Carta 80 – Não sou escravo dos meus mestres, apenas lhes dou o meu assentimento!
Hoje tenho o tempo todo por minha conta, benesse que fico devendo menos a mim próprio do que à realização de uma “esferomaquia” (1) e à atração que tal espectáculo exerceu sobre todos os possíveis importunas.
Ninguém virá interromper-me, ninguém impedirá o curso das minhas meditações que assim, com esta certeza, prossegue com maior firmeza. Não ouvirei de vez em quando a porta a abrir-se, não verei afastar-se a cortina do meu gabinete: poderei prosseguir em paz e sossego, o que é tanto mais necessário para quem caminha sozinho seguindo a sua própria via ..
Não pretendo negar que sigo os meus predecessores; claro que os sigo, mas reservando-me o direito de descobrir, alterar ou abandonar alguma ideia; não sou escravo dos meus mestres, apenas lhes dou o meu assentimento!
Mas creio que falei demais quando me gabei de poder gozar uma tarde de silêncio e um retiro livre de interrupções: agora mesmo me chega aos ouvidos um enorme clamor vindo do estádio, o qual, se me não corta o pensamento, pelo menos o desvia para a consideração do fenómeno desportivo.
Ponho-me a pensar na quantidade dos que exercitam o físico, e na escassez dos que ginasticam a inteligência; na afluência que têm os gratuitos espectáculos desportivos, e na ausência de público durante as manifestações culturais; enfim, na debilidade mental desses atletas de quem admiramos as espáduas musculadas.
E penso sobretudo nisto: se o corpo pode, à força de treino, atingir um grau de resistência tal que permite ao atleta suportar a um tempo os murros e pontapés de vários adversários, que o torna apto a aguentar um dia inteiro sob um sol abrasador, numa arena escaldante, todo coberto de sangue – não será mais fácil ainda dar à alma uma tal robustez que a torne capaz de resistir sem ceder aos golpes da fortuna, capaz de erguer-se de novo ainda que derrubada e espezinhada?!
De fato, enquanto o corpo, para se tornar vigoroso, depende de muitos fatores materiais, a alma encontra em si mesma tudo quanto necessita para se robustecer, alimentar, exercitar.
Os atletas precisam de grande quantidade de comida e bebida, de muitos unguentos, sobretudo de um treino intensivo: tu, para atingires a virtude, não precisarás de · dispender um tostão em equipamento! Aquilo que pode fazer de ti um homem de bem existe dentro de ti. Para seres um homem de bem só precisas de uma coisa: a vontade (2)
Em que poderás exercitar melhor a tua vontade do que no esforço para te libertares da servidão que oprime o género humano, essa servidão a que até os escravos do mais baixo estrato, nascidos, por assim dizer, no meio do lixo, tentam por todos os meios eximir-se? O escravo gasta todas as economias que fez à custa de passar fome para comprar a sua alforria; e tu, que te julgas de nascimento livre, não estás disposto a gastar um centavo para garantires a verdadeira liberdade?! (3)

Tarefas a fazer:
A – Segundo a Carta 80, de que única coisa alguém precisa para ser um homem de bem?
B – Devolva cada linha da listagem em que aparece a palavra "chin". A distinção entre maiúsculas e minúsculas conta.

Dados extraídos:
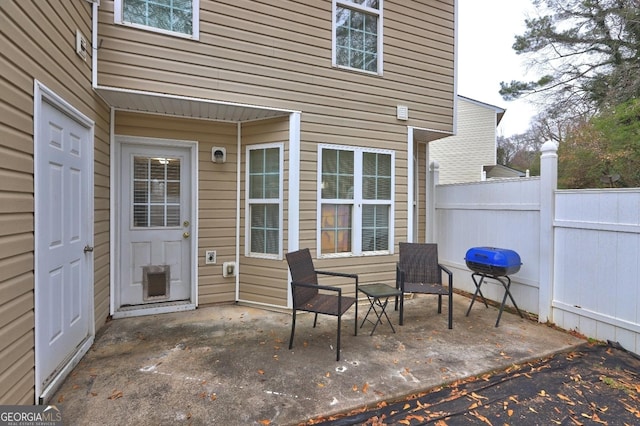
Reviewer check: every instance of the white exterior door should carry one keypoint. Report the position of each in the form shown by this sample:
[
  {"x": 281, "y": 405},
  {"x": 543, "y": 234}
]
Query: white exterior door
[
  {"x": 64, "y": 234},
  {"x": 155, "y": 225}
]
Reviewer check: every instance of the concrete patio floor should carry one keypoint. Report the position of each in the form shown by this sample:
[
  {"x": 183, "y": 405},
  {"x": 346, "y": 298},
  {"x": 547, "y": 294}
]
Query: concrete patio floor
[{"x": 230, "y": 364}]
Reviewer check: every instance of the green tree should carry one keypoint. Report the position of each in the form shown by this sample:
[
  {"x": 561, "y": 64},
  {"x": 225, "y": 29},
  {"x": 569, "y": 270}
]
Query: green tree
[
  {"x": 604, "y": 151},
  {"x": 587, "y": 50}
]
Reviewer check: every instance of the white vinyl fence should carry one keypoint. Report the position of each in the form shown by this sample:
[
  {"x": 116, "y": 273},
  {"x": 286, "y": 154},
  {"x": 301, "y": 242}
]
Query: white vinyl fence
[{"x": 580, "y": 248}]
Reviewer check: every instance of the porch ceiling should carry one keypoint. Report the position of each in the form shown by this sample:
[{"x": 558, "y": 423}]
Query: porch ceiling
[{"x": 181, "y": 106}]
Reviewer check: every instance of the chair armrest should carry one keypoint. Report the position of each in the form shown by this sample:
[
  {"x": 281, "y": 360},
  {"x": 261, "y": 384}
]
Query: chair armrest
[
  {"x": 337, "y": 274},
  {"x": 318, "y": 287},
  {"x": 448, "y": 272},
  {"x": 340, "y": 274}
]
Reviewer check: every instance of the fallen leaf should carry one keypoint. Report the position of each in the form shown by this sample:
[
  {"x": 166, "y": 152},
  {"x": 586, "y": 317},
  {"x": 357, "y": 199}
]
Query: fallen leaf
[
  {"x": 115, "y": 395},
  {"x": 480, "y": 417},
  {"x": 476, "y": 396},
  {"x": 566, "y": 399}
]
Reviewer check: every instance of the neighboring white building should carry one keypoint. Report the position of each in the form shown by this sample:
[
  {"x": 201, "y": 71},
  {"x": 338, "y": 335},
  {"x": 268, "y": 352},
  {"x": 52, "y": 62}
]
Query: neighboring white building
[{"x": 462, "y": 157}]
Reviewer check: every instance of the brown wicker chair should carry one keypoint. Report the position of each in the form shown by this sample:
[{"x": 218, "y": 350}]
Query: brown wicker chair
[
  {"x": 418, "y": 271},
  {"x": 310, "y": 297}
]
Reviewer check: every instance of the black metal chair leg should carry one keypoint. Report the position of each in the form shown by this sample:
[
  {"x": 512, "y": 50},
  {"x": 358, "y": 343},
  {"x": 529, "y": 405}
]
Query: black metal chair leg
[
  {"x": 450, "y": 311},
  {"x": 338, "y": 341},
  {"x": 293, "y": 328}
]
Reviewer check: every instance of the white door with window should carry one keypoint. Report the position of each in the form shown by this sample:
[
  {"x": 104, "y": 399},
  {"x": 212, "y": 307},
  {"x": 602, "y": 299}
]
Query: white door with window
[
  {"x": 155, "y": 227},
  {"x": 63, "y": 237}
]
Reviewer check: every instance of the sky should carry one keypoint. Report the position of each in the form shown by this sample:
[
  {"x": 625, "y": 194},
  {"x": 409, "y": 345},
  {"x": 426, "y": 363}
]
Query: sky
[{"x": 486, "y": 31}]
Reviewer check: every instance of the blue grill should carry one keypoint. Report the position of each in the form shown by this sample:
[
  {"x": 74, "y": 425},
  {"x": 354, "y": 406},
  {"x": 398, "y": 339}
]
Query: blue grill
[{"x": 493, "y": 261}]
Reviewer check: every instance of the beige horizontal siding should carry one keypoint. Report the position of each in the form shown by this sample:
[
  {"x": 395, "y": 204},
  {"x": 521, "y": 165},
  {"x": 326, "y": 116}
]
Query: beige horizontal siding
[
  {"x": 38, "y": 42},
  {"x": 279, "y": 54}
]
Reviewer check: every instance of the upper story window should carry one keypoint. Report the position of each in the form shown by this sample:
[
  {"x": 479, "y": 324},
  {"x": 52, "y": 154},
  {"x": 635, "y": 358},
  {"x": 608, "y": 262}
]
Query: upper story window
[
  {"x": 264, "y": 201},
  {"x": 355, "y": 215},
  {"x": 357, "y": 35},
  {"x": 175, "y": 17}
]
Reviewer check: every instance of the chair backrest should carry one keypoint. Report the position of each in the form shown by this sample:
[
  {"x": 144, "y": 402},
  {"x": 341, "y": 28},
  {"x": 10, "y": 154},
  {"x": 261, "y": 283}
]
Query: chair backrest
[
  {"x": 420, "y": 263},
  {"x": 302, "y": 271}
]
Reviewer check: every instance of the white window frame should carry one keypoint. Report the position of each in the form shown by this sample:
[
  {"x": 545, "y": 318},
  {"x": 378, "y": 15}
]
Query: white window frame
[
  {"x": 349, "y": 4},
  {"x": 357, "y": 202},
  {"x": 249, "y": 201},
  {"x": 118, "y": 12}
]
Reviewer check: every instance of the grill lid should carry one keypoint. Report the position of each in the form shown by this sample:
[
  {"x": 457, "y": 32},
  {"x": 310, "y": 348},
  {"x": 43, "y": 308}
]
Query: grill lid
[{"x": 493, "y": 261}]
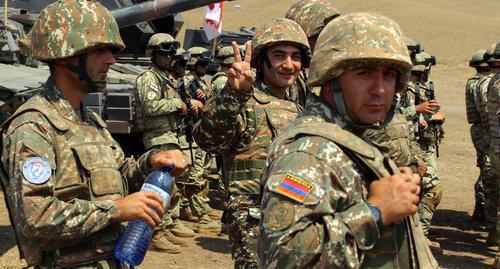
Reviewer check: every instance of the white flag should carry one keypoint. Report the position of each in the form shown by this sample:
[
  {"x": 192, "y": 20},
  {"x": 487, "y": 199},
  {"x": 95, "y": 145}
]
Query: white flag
[{"x": 212, "y": 23}]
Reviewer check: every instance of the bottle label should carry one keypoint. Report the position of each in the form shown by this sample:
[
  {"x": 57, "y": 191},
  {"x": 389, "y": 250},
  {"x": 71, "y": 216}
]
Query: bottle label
[{"x": 152, "y": 188}]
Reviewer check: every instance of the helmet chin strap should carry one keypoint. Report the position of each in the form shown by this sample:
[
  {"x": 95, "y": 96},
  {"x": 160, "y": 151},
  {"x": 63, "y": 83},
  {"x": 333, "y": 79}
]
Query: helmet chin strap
[
  {"x": 92, "y": 85},
  {"x": 338, "y": 97}
]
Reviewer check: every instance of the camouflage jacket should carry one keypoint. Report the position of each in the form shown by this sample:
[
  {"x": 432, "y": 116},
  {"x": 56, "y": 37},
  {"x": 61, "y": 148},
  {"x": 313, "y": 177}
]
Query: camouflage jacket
[
  {"x": 314, "y": 210},
  {"x": 395, "y": 139},
  {"x": 470, "y": 99},
  {"x": 161, "y": 105},
  {"x": 408, "y": 102},
  {"x": 64, "y": 172},
  {"x": 241, "y": 126},
  {"x": 494, "y": 120}
]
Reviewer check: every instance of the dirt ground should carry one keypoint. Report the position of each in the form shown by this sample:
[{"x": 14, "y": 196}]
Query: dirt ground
[{"x": 449, "y": 29}]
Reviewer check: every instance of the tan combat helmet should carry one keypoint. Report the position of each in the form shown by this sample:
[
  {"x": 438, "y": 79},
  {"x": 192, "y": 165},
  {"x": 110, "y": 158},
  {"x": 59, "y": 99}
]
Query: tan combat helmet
[
  {"x": 162, "y": 42},
  {"x": 67, "y": 28},
  {"x": 280, "y": 31},
  {"x": 312, "y": 15},
  {"x": 353, "y": 40},
  {"x": 477, "y": 59}
]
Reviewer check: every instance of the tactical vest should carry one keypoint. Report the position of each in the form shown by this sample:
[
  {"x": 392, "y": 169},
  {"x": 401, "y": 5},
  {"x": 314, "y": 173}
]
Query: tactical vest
[
  {"x": 86, "y": 169},
  {"x": 163, "y": 123},
  {"x": 268, "y": 117},
  {"x": 402, "y": 245},
  {"x": 470, "y": 105}
]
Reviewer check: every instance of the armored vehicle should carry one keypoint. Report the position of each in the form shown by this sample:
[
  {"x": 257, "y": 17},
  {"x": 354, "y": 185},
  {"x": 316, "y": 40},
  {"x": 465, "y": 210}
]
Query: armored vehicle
[{"x": 20, "y": 78}]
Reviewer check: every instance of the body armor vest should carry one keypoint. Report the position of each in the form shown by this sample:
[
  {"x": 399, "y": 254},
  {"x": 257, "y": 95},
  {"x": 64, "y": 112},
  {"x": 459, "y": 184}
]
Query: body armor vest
[
  {"x": 268, "y": 117},
  {"x": 86, "y": 168},
  {"x": 401, "y": 245}
]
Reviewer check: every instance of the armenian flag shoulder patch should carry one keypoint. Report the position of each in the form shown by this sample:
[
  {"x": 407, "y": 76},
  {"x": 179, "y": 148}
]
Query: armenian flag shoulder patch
[{"x": 294, "y": 188}]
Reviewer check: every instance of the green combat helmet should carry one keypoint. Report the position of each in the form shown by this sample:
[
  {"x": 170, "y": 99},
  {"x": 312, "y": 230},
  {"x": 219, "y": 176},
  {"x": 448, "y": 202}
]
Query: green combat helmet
[
  {"x": 199, "y": 54},
  {"x": 162, "y": 42},
  {"x": 280, "y": 31},
  {"x": 355, "y": 40},
  {"x": 492, "y": 55},
  {"x": 478, "y": 59},
  {"x": 312, "y": 15},
  {"x": 67, "y": 28}
]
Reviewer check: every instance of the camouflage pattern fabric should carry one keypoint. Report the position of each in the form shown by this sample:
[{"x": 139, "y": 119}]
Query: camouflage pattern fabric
[
  {"x": 312, "y": 15},
  {"x": 161, "y": 105},
  {"x": 431, "y": 186},
  {"x": 476, "y": 133},
  {"x": 68, "y": 27},
  {"x": 73, "y": 206},
  {"x": 280, "y": 30},
  {"x": 329, "y": 225},
  {"x": 240, "y": 126},
  {"x": 349, "y": 49},
  {"x": 487, "y": 174}
]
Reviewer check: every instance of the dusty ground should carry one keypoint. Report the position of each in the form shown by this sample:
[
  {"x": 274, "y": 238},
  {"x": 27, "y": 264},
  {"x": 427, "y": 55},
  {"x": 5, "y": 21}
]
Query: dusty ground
[{"x": 452, "y": 30}]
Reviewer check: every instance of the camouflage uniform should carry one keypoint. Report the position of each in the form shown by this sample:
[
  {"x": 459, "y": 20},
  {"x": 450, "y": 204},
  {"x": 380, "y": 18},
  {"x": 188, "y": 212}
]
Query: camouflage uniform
[
  {"x": 487, "y": 175},
  {"x": 314, "y": 210},
  {"x": 161, "y": 106},
  {"x": 240, "y": 126},
  {"x": 432, "y": 191},
  {"x": 64, "y": 170}
]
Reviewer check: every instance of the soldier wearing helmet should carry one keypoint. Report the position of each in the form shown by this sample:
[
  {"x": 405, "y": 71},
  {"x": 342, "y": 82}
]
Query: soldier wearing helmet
[
  {"x": 65, "y": 174},
  {"x": 325, "y": 186},
  {"x": 312, "y": 16},
  {"x": 473, "y": 117},
  {"x": 421, "y": 108},
  {"x": 246, "y": 115},
  {"x": 487, "y": 100},
  {"x": 163, "y": 109}
]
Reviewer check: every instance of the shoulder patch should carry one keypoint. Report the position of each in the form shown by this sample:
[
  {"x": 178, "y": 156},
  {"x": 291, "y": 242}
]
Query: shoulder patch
[
  {"x": 36, "y": 170},
  {"x": 294, "y": 188}
]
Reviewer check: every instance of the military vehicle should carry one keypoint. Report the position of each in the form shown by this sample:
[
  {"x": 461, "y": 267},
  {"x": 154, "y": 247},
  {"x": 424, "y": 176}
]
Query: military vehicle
[{"x": 138, "y": 21}]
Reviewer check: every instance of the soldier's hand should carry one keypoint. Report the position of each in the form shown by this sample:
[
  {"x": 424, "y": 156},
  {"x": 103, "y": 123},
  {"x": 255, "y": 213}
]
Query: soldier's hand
[
  {"x": 240, "y": 76},
  {"x": 173, "y": 158},
  {"x": 200, "y": 94},
  {"x": 396, "y": 196},
  {"x": 196, "y": 106},
  {"x": 183, "y": 108},
  {"x": 428, "y": 107},
  {"x": 439, "y": 116},
  {"x": 141, "y": 205}
]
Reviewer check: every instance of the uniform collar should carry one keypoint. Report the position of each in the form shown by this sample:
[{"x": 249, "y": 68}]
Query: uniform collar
[{"x": 62, "y": 105}]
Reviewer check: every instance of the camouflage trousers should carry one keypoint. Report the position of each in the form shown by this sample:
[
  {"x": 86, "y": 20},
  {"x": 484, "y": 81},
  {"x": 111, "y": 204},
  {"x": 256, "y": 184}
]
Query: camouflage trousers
[
  {"x": 432, "y": 191},
  {"x": 186, "y": 189},
  {"x": 192, "y": 184},
  {"x": 242, "y": 216}
]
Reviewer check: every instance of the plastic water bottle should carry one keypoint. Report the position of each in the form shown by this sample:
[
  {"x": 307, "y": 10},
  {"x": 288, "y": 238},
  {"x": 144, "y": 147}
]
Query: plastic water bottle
[{"x": 134, "y": 241}]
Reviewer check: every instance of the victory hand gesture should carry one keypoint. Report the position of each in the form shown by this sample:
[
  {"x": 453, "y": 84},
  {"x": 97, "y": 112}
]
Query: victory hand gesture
[{"x": 240, "y": 75}]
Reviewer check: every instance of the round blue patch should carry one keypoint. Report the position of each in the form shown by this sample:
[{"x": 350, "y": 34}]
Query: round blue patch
[{"x": 37, "y": 170}]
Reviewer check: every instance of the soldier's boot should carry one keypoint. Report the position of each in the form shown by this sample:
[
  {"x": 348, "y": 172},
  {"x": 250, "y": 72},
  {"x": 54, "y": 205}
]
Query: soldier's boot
[
  {"x": 207, "y": 225},
  {"x": 160, "y": 243},
  {"x": 175, "y": 239},
  {"x": 435, "y": 246},
  {"x": 478, "y": 214},
  {"x": 179, "y": 230},
  {"x": 493, "y": 238},
  {"x": 187, "y": 215}
]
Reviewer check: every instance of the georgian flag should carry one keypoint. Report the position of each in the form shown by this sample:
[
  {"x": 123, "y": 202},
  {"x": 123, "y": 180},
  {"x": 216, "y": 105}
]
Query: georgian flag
[{"x": 212, "y": 24}]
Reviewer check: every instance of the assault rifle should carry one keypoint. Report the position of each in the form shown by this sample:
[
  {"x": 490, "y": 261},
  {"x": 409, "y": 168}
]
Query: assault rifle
[
  {"x": 187, "y": 121},
  {"x": 437, "y": 127}
]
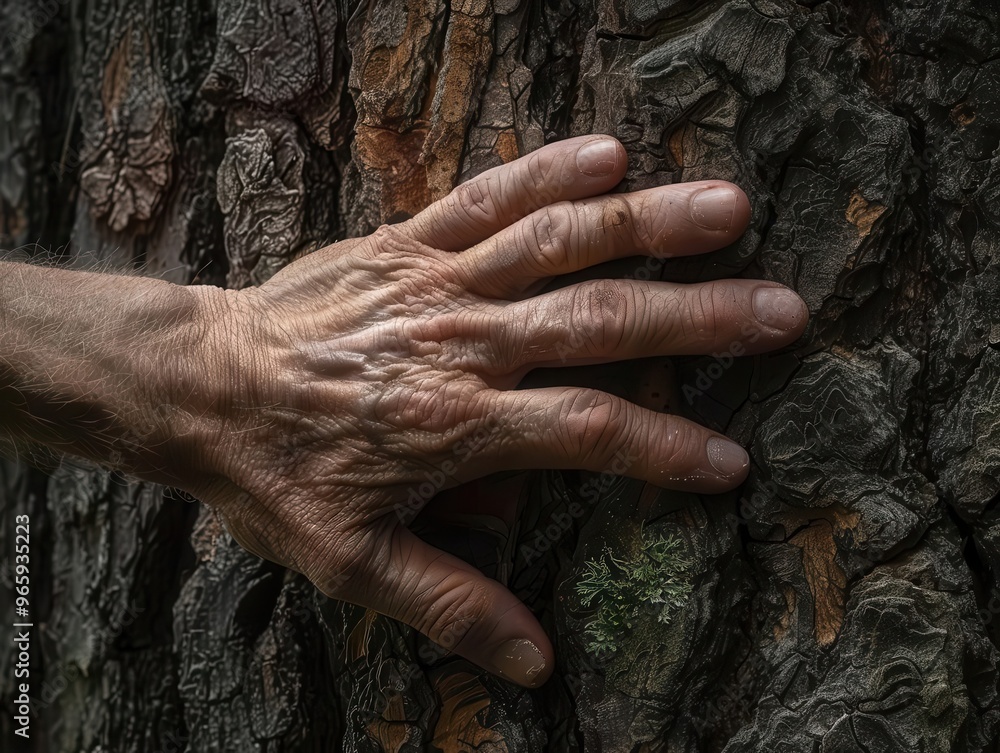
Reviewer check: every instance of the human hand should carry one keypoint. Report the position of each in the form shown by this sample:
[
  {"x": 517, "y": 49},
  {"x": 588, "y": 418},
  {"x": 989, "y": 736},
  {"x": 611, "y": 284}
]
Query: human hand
[{"x": 323, "y": 398}]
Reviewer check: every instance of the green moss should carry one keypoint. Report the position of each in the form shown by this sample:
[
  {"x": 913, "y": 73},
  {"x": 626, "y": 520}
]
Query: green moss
[{"x": 654, "y": 578}]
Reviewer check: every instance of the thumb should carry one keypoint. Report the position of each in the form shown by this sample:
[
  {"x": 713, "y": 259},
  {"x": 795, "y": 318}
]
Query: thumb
[{"x": 457, "y": 607}]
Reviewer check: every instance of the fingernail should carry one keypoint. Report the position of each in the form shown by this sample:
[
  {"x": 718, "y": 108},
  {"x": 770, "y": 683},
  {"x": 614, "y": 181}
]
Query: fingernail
[
  {"x": 728, "y": 458},
  {"x": 519, "y": 661},
  {"x": 780, "y": 308},
  {"x": 598, "y": 158},
  {"x": 713, "y": 208}
]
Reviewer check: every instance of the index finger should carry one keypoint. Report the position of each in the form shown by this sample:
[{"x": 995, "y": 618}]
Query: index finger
[{"x": 566, "y": 170}]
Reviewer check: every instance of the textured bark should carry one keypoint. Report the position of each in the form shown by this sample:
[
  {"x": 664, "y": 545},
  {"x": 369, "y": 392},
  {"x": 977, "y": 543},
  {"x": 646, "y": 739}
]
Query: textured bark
[{"x": 845, "y": 600}]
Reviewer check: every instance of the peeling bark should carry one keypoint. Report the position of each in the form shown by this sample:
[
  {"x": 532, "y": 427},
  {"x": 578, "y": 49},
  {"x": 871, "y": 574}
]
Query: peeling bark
[{"x": 846, "y": 599}]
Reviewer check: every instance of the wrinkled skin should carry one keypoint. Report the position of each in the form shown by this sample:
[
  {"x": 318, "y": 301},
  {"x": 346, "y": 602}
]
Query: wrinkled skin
[{"x": 361, "y": 371}]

Resultados:
A – Precisa apenas da vontade.

B –
Reviewer check: every instance of the helmet chin strap should carry one keypoint. Report the position of each in the form shown by this sample:
Query: helmet chin strap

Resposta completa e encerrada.